start

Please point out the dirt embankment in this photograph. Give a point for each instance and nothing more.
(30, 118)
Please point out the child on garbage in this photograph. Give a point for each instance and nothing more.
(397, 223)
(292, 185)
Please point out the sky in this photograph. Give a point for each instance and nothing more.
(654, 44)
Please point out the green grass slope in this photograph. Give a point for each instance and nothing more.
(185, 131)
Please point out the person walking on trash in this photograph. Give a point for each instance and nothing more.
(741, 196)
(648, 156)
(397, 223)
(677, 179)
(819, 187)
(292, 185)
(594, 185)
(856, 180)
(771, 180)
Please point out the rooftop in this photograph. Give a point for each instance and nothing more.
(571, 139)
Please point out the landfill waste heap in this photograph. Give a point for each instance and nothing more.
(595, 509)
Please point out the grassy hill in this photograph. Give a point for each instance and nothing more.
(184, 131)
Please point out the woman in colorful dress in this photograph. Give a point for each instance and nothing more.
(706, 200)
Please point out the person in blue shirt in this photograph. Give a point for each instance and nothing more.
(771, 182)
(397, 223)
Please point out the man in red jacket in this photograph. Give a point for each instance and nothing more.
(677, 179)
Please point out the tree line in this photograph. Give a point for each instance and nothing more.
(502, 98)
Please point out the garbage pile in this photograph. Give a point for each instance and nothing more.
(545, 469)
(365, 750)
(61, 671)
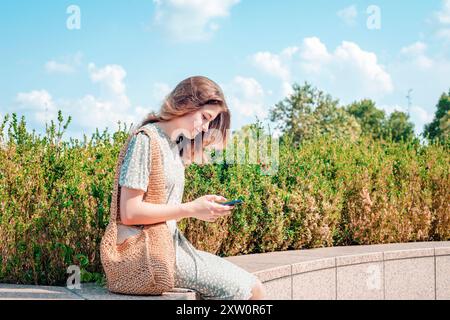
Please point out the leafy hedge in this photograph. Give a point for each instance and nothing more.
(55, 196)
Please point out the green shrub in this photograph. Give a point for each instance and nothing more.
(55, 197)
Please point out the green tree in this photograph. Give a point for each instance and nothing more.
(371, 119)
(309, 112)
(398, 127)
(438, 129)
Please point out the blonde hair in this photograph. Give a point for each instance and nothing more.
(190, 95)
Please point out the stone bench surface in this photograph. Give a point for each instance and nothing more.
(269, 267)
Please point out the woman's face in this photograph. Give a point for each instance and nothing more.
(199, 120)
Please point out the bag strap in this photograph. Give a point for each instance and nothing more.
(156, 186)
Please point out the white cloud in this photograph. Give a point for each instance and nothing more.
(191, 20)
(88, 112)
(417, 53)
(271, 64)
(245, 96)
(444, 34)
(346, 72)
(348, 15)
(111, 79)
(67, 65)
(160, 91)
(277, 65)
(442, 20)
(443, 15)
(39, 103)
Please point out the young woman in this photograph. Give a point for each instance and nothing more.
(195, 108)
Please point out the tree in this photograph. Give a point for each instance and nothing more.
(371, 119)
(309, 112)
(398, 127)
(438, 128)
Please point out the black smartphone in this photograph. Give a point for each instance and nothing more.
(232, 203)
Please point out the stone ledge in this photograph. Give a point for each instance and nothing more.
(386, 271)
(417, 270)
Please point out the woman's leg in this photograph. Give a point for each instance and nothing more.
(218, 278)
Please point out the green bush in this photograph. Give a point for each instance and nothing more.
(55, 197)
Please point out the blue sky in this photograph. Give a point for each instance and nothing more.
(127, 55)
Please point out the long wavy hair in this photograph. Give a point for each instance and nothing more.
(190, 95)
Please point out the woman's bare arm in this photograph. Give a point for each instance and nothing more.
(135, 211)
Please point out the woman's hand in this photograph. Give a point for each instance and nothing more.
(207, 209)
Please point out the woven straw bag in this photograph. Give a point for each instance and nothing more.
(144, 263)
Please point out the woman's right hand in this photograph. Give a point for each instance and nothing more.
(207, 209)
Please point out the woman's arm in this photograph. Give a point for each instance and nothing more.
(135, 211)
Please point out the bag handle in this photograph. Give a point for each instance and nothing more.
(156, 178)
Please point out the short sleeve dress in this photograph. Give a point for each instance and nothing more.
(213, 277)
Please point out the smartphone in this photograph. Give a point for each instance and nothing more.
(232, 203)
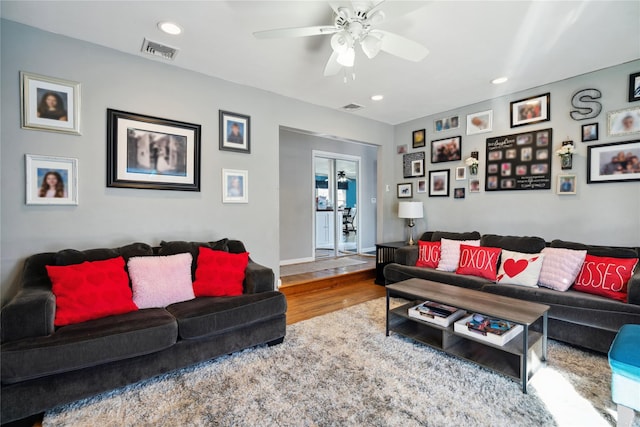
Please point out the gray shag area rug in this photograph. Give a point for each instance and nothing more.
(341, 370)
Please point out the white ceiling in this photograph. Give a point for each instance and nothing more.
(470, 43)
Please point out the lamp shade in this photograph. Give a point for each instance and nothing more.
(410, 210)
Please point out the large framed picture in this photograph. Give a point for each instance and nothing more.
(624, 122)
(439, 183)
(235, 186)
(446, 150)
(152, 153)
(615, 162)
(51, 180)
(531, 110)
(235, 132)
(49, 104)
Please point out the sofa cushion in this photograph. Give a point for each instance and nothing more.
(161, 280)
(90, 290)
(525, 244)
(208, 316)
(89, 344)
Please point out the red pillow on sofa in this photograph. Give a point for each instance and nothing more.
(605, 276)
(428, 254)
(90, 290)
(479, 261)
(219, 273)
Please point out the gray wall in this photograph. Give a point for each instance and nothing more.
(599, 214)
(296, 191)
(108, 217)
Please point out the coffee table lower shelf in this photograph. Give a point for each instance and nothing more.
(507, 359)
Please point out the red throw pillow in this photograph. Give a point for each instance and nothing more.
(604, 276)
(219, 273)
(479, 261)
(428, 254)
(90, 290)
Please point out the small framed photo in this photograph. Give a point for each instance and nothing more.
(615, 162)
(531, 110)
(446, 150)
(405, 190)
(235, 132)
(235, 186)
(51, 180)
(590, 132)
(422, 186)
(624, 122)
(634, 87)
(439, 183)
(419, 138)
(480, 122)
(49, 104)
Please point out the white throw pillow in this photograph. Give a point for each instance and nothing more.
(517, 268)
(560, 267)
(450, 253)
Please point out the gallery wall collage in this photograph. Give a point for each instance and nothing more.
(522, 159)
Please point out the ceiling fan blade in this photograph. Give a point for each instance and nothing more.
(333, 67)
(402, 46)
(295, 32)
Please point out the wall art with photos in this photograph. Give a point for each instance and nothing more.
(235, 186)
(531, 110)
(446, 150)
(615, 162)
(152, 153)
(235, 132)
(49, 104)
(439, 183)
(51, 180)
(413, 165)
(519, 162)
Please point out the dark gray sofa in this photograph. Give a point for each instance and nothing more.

end
start

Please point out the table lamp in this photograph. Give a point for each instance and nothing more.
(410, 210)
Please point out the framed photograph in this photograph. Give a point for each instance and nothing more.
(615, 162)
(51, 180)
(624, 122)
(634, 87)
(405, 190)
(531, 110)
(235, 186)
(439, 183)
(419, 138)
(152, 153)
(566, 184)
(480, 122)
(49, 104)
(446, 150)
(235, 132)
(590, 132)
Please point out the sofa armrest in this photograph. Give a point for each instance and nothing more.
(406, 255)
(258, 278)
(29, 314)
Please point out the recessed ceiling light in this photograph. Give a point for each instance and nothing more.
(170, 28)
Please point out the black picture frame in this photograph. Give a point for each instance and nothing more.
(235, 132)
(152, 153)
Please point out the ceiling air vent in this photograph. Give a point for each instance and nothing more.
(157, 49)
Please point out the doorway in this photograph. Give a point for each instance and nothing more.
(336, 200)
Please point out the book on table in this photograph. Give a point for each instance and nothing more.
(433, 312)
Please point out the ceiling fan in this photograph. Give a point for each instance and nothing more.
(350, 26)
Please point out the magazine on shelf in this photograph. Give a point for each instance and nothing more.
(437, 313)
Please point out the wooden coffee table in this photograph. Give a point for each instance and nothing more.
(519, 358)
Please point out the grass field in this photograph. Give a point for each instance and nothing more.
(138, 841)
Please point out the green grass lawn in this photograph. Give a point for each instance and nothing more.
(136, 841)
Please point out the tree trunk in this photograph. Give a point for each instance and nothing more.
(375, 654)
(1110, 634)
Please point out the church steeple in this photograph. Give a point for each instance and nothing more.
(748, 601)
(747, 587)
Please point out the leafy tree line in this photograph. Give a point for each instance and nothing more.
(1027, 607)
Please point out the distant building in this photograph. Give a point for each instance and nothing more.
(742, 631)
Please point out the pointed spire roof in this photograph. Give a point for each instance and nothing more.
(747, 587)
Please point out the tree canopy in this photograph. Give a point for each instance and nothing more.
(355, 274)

end

Objective ::
Arrange everything from the line containing "Please point out the recessed" down to the line containing "(1110, 634)", both lines included, as a two-column CSV with the columns text and answer. Give one row per record, with each value in a single quoted field and every line break replaced by a space.

Solution to the problem ::
text,answer
"Please point out the recessed ceiling light in this photograph. Give a point for each instance and nothing more.","(170, 28)"
"Please point out the black picture frame in this photograph. Give a point for each instance and nothing more.","(235, 132) (152, 153)"
"Please point out the ceiling air vent in this photograph. Give a point for each instance and nothing more.","(157, 49)"
"Please point out the doorway in this photograph. Give a point for each instance and nothing more.","(336, 200)"
"Please point out the book on table in this photograph. Give a point for each instance and nothing more.","(433, 312)"
"Please point out the ceiling fan in this photograph. Give a point for each instance and nothing more.","(350, 26)"
"Please point out the magazine on shelf in this photograph. Give a point for each instance and nothing more.","(437, 313)"
"Please point out the wooden coffee table in this photograph. Give a point for each instance and nothing more.","(519, 358)"
"Please point out the grass field in this photograph. Give a point for each instance and nothing more.","(138, 841)"
"Please point out the green grass lawn in this photograph. Give a point for each instance and nothing more.","(136, 841)"
"Please point out the tree trunk in this photograph. Give a point for each instance and nothing more.","(375, 654) (1110, 634)"